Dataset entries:
────

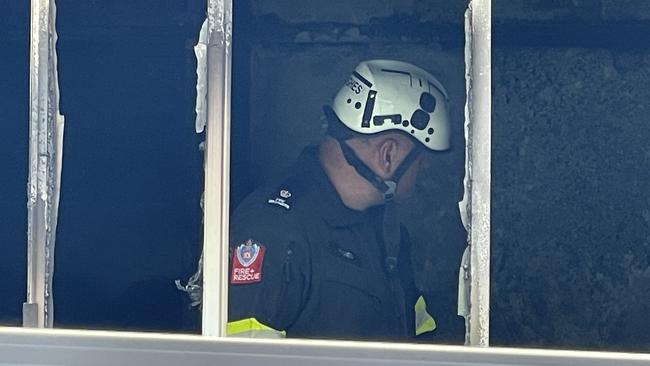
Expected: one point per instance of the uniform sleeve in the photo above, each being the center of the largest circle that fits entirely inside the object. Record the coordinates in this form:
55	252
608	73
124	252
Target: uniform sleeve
269	272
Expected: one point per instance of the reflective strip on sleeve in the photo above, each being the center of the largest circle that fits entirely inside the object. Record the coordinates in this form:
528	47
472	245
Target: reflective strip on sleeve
424	322
251	328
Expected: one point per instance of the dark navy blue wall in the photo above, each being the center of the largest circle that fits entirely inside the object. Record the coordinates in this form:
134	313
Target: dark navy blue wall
130	219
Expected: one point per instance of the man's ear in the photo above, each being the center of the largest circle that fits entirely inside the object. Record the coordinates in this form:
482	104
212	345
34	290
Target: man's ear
388	151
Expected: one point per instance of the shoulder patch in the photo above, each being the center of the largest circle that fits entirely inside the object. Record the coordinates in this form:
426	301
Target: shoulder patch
247	261
282	200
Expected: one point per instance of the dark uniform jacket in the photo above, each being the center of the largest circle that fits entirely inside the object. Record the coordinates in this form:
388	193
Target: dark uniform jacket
305	265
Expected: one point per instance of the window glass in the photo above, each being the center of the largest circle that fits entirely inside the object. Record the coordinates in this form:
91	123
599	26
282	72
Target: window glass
130	216
570	178
289	61
14	98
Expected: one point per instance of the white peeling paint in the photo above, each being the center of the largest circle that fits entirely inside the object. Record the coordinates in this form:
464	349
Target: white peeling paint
46	126
201	53
475	206
217	169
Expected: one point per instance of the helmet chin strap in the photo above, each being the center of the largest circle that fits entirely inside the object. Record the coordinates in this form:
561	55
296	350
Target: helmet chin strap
386	187
391	226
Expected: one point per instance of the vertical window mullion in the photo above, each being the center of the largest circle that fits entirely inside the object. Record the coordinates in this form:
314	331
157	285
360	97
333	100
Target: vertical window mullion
217	169
478	53
45	160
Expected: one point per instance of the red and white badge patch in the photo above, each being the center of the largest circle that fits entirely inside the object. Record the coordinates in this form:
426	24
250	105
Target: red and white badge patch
247	260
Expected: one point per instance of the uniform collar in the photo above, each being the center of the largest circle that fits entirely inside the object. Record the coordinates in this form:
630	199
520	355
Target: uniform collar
324	197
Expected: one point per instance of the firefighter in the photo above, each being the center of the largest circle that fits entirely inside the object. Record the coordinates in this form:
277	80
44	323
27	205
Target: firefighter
323	255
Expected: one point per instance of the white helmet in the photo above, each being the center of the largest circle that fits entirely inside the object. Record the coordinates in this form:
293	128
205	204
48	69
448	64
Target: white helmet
384	95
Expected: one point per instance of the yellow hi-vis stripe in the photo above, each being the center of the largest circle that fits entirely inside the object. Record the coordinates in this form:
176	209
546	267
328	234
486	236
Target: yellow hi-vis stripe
251	328
424	322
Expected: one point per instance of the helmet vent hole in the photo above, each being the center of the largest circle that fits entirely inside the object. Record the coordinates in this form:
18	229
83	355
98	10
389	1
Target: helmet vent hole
427	102
420	119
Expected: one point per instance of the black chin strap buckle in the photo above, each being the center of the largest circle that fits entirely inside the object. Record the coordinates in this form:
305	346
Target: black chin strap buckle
389	193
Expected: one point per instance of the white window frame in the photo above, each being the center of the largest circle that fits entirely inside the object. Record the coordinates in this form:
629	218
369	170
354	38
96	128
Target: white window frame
23	346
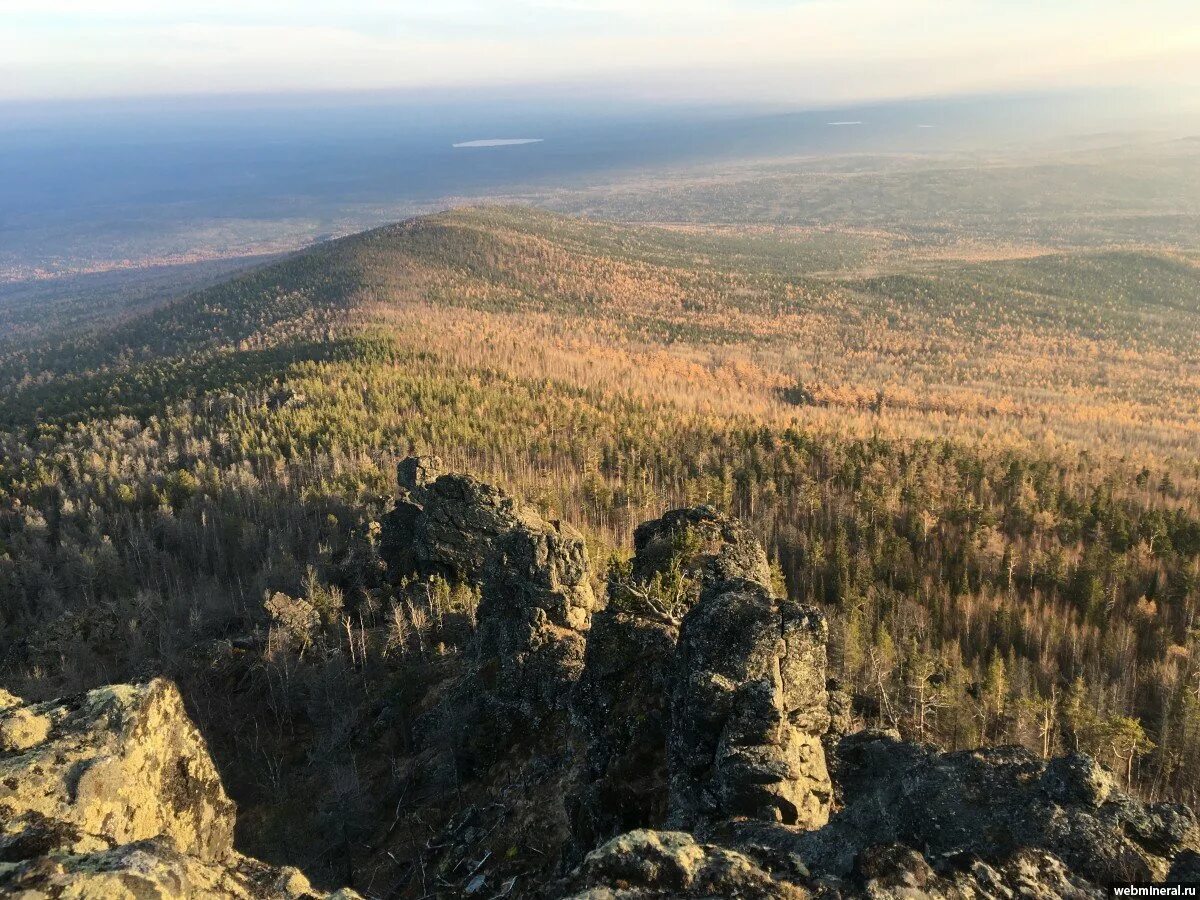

────

* [INSTRUCTIONS TO FOLLOW] Transcribe the data verbatim. No picture belongs in the result.

* [RESPONSE TO THE EXERCISE]
Expected: one point per instance of the uniform sleeve in the photo above, each being the center of the largest circle that fits entirely inside the object. Record the coordinates in this form:
55	252
608	73
124	252
Target: uniform sleeve
269	272
Expected: one point per instance of the reflective strip on sleeve in the photo above, each being the center of the largest circle that fits entirely inside the object. Record the coordinates in this form:
528	47
472	245
Target: reflective strip on sleeve
424	322
251	328
Expected: one point per instance of the dark navy blue wall in the photo above, each being the center of the largest circle that fits entirely inside the object. Record the coordinates in this form:
134	313
Target: dark navy blue wall
130	219
Expected: one point per instance of the man's ear in the photo above, each being the center of the largest circle that fits entirely inside the object. Record the coordinates in this form:
482	104
212	345
34	290
Target: man's ear
388	151
Expected: one point per instance of the shoulder patch in the photo above, each being the center of the largest circle that fits entirely inside the object. Record the coordinates in this form:
426	301
Target: shoulder patch
247	261
282	200
Expected: one point per instance of the dark uniform jacket in the photo above, each being the center of the largest circle that fits entirely inside the object. Record the coordinates in this form:
388	193
Target: dark uniform jacket
305	265
Expected: one point per instance of the window glass in the photo above, each being the center of the largest circle that fits entirely inside the object. Record the coordinates in this form:
91	123
599	26
282	72
Target: window glass
130	216
570	178
289	61
14	98
Expected: one point per instance of the white peeling paint in the photo above, each being the center of the largest circle that fits entirely inside the object. Record the coordinates in this form:
464	349
Target: white peeling paint
46	126
201	53
475	206
217	169
Expected: one point per instance of the helmet chin strap in the photo above, each being the center of the largest circle that fits entirely inside the object. Record the coordinates in this form:
561	55
296	350
Target: helmet chin strap
386	187
391	226
Expected: one point per instance of the vertical window mullion in the photo above, each being the center of the largest circle that fits entirely inside the object. Record the coordinates in this form:
314	331
157	285
360	97
333	100
Target: vertical window mullion
217	169
478	53
45	160
Expected: one point per instance of the red and white badge patch in the photo above, each being the center of the largest circle that fits entirely inside the object. Record the coordinates in this form:
426	24
250	105
Target: red and white badge patch
247	260
Expected: one point per instance of the uniform collar in the photo above, each being the center of the largest circle that fits entirely inside the object. Record the coordinates in this form:
630	199
520	355
Target: uniform collar
324	197
Expected: one point per instance of the firefighter in the photo above, each being the center of the largest circle that fits entirely inside the object. Record the coordinates in this form:
277	80
44	323
27	205
Target: firefighter
323	255
Expected: one point per instance of the white helmet in the photo above, each being the center of the largest circle that fits entirely inside the object. Record the coordinates in this form:
293	128
205	204
48	69
448	64
Target: white helmet
384	95
Expected: one point per instance of the yellow hi-vis stripe in the photo above, each being the center of the largest circle that fits entirely inside the object. Record the coordinates in this form:
176	209
546	267
328	234
486	236
Target: yellow hi-vis stripe
251	328
424	322
Expected: one point per instance of the helmet vent hole in the photo above, each being the center of the largest circle that fits entirely inside the object. Record the coordinates in this form:
18	229
83	355
98	10
389	1
Target: helmet vent hole
427	102
420	119
Expected: one point per instance of the black chin strap buckle in the photo above, each being the center of the largest circle that fits entirely inside the object. Record the coordinates in this form:
305	346
Target: black chin strap buckle
389	193
Expected: one point per instance of the white window frame in the photo above, each being the center of the largest circle that fits entirely inside the object. Record the coordinates in this form:
629	218
369	170
354	38
96	128
Target: white window frame
23	346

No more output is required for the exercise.